____ 提示する行

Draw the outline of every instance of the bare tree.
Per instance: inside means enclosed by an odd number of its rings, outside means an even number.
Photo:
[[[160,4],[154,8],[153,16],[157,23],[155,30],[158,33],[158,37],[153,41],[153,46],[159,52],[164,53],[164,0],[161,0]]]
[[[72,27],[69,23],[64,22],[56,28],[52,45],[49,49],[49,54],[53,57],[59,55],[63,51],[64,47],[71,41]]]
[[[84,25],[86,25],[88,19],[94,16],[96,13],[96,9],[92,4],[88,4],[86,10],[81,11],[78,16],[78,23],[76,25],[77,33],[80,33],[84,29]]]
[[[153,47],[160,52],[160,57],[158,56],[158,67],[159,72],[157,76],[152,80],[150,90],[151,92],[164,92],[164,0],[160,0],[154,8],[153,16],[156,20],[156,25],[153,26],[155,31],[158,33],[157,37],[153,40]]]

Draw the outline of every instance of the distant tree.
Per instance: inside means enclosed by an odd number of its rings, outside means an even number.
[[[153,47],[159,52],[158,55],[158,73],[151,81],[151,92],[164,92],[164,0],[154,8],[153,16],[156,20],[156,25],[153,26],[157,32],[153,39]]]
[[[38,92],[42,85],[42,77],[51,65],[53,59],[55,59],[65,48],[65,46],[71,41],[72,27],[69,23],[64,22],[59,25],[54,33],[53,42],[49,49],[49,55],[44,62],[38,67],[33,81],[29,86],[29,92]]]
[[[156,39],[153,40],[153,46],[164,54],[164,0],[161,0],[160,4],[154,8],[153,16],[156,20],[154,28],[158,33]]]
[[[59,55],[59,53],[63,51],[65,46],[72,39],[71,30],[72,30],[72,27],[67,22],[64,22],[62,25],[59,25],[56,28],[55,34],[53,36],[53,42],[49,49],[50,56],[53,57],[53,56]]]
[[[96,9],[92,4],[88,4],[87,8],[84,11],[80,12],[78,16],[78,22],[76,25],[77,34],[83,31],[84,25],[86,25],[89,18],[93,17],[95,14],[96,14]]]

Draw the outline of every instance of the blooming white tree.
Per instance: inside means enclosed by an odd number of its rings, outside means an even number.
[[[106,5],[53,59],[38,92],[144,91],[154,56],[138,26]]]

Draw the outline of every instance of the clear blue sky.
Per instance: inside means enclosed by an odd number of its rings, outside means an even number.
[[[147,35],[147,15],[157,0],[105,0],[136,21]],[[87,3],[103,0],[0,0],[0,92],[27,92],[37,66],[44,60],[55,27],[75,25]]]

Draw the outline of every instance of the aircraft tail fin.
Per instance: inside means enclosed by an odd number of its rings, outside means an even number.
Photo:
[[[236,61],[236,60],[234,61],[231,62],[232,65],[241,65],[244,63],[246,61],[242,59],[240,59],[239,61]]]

________

● 問題
上のすべての行を、「outline」を「contour」に置き換えて書き直しなさい。それ以外の部分は一切変えないこと。

● 解答例
Draw the contour of every instance of the bare tree.
Per instance: inside means enclosed by an odd number of its rings, outside means an even number.
Photo:
[[[160,4],[154,8],[153,16],[157,23],[155,30],[158,33],[158,37],[153,41],[153,46],[159,52],[164,53],[164,0],[161,0]]]
[[[72,27],[69,23],[64,22],[56,28],[52,45],[49,49],[49,54],[53,57],[59,55],[63,51],[64,47],[71,41]]]
[[[84,25],[86,25],[88,19],[94,16],[96,13],[96,9],[92,4],[88,4],[86,10],[81,11],[78,16],[78,23],[76,25],[77,33],[80,33],[84,29]]]
[[[153,47],[160,52],[160,57],[158,56],[158,67],[159,72],[157,76],[152,80],[150,90],[151,92],[164,92],[164,0],[160,0],[154,8],[153,16],[156,20],[156,25],[153,26],[155,31],[158,33],[157,37],[153,40]]]

Draw the contour of every instance of the distant tree.
Per instance: inside means enclosed by an odd number of its rings, outside means an even number.
[[[153,47],[159,52],[158,55],[158,73],[151,81],[151,92],[164,92],[164,0],[154,8],[153,16],[156,20],[156,25],[153,26],[157,32],[153,39]]]
[[[38,92],[42,85],[42,77],[51,65],[53,59],[55,59],[65,48],[65,46],[71,41],[72,27],[69,23],[64,22],[59,25],[54,33],[53,42],[49,49],[49,55],[44,62],[38,67],[33,81],[29,86],[29,92]]]
[[[156,39],[153,40],[153,46],[164,54],[164,0],[161,0],[160,4],[154,8],[153,16],[156,20],[154,28],[158,33]]]
[[[59,55],[59,53],[63,51],[65,46],[72,39],[71,30],[72,30],[72,27],[67,22],[64,22],[62,25],[59,25],[56,28],[55,34],[53,36],[53,42],[49,49],[50,56],[53,57],[53,56]]]
[[[96,9],[92,4],[88,4],[87,8],[84,11],[80,12],[78,16],[78,22],[76,25],[77,34],[83,31],[84,25],[86,25],[89,18],[93,17],[95,14],[96,14]]]

Draw the contour of every instance of the blooming white tree.
Per instance: inside means enclosed by an odd number of its rings, outside means an even number.
[[[106,5],[53,59],[38,92],[144,91],[154,56],[138,26]]]

Draw the contour of every instance of the clear blue sky.
Per instance: inside means enclosed by an odd number of its rings, outside means an even number.
[[[147,35],[147,15],[157,0],[105,0],[136,21]],[[87,3],[103,0],[0,0],[0,92],[27,92],[37,66],[44,60],[55,27],[75,25]]]

Draw the contour of every instance of the aircraft tail fin.
Per instance: inside means enclosed by an odd number of its rings, outside means an even number.
Photo:
[[[236,61],[236,60],[234,61],[231,62],[232,65],[241,65],[244,63],[246,61],[242,59],[240,59],[239,61]]]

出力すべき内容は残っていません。